* _Task input_
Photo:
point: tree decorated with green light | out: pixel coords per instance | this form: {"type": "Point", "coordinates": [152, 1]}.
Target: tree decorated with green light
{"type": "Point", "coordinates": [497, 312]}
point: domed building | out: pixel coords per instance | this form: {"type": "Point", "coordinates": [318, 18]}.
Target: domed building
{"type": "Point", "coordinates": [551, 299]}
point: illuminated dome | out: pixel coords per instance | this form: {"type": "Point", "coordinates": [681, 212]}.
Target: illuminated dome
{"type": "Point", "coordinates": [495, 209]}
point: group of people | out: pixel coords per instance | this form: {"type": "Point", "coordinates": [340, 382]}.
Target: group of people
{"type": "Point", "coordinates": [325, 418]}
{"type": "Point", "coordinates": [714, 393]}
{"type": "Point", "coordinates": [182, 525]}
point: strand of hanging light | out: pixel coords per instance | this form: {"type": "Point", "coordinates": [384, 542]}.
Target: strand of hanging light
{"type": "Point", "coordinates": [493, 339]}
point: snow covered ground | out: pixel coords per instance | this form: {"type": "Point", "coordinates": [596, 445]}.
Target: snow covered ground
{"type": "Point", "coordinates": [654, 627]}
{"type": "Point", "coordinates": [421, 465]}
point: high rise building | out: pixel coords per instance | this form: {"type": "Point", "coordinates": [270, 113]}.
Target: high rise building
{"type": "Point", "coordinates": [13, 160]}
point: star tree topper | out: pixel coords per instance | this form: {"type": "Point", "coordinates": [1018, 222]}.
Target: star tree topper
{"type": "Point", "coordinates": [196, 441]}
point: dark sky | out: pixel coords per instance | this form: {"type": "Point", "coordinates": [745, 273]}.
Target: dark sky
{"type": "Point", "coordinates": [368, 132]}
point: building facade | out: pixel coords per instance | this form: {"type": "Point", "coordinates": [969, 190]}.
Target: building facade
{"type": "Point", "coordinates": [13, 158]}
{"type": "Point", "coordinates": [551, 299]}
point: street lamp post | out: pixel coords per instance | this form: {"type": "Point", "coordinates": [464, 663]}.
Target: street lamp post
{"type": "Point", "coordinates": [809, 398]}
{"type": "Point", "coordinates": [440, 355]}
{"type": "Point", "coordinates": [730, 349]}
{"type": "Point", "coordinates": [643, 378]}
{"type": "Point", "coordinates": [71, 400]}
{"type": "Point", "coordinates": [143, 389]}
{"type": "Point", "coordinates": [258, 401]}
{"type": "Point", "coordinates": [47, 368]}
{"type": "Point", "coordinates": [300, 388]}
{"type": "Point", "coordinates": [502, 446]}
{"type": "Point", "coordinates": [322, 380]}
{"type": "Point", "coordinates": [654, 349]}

* _Task to carry out_
Please update the listing above by replacing every "pixel coords" with "pixel coordinates" and leaving everything else unchanged.

* _Finished exercise_
Photo:
point: tree decorated with green light | out: pixel coordinates per instance | this form: {"type": "Point", "coordinates": [152, 1]}.
Target: tree decorated with green light
{"type": "Point", "coordinates": [497, 312]}
point: domed building | out: pixel coordinates per instance | this form: {"type": "Point", "coordinates": [318, 18]}.
Target: domed building
{"type": "Point", "coordinates": [551, 299]}
point: illuminated dome | out: pixel coordinates per instance | this form: {"type": "Point", "coordinates": [681, 212]}.
Target: illuminated dome
{"type": "Point", "coordinates": [495, 209]}
point: group of people | out: pixel coordinates per instance | this form: {"type": "Point", "coordinates": [340, 382]}.
Target: group of people
{"type": "Point", "coordinates": [325, 418]}
{"type": "Point", "coordinates": [714, 393]}
{"type": "Point", "coordinates": [182, 525]}
point: strand of hanging light | out: pixel coordinates per instance | this form: {"type": "Point", "coordinates": [384, 542]}.
Target: strand of hanging light
{"type": "Point", "coordinates": [493, 339]}
point: snow covered ground | out: pixel coordinates per instance | this form: {"type": "Point", "coordinates": [596, 445]}.
Target: snow covered ground
{"type": "Point", "coordinates": [654, 627]}
{"type": "Point", "coordinates": [421, 465]}
point: high rise building | out: pixel coordinates per instance | this form: {"type": "Point", "coordinates": [270, 113]}.
Target: high rise building
{"type": "Point", "coordinates": [13, 160]}
point: star tree topper | out: pixel coordinates per instance | this form: {"type": "Point", "coordinates": [1018, 222]}.
Target: star tree topper
{"type": "Point", "coordinates": [196, 441]}
point: dark sky | out: pixel coordinates per instance | this form: {"type": "Point", "coordinates": [745, 273]}.
Target: dark sky
{"type": "Point", "coordinates": [368, 132]}
point: building facade | out: pixel coordinates per instance | this form: {"type": "Point", "coordinates": [969, 190]}.
Target: building facade
{"type": "Point", "coordinates": [13, 158]}
{"type": "Point", "coordinates": [551, 299]}
point: street lamp post | out: pixel coordinates per instance | this form: {"type": "Point", "coordinates": [464, 663]}.
Target: street lamp post
{"type": "Point", "coordinates": [809, 398]}
{"type": "Point", "coordinates": [440, 355]}
{"type": "Point", "coordinates": [730, 349]}
{"type": "Point", "coordinates": [643, 378]}
{"type": "Point", "coordinates": [71, 400]}
{"type": "Point", "coordinates": [143, 389]}
{"type": "Point", "coordinates": [258, 401]}
{"type": "Point", "coordinates": [47, 368]}
{"type": "Point", "coordinates": [300, 388]}
{"type": "Point", "coordinates": [502, 446]}
{"type": "Point", "coordinates": [322, 380]}
{"type": "Point", "coordinates": [654, 349]}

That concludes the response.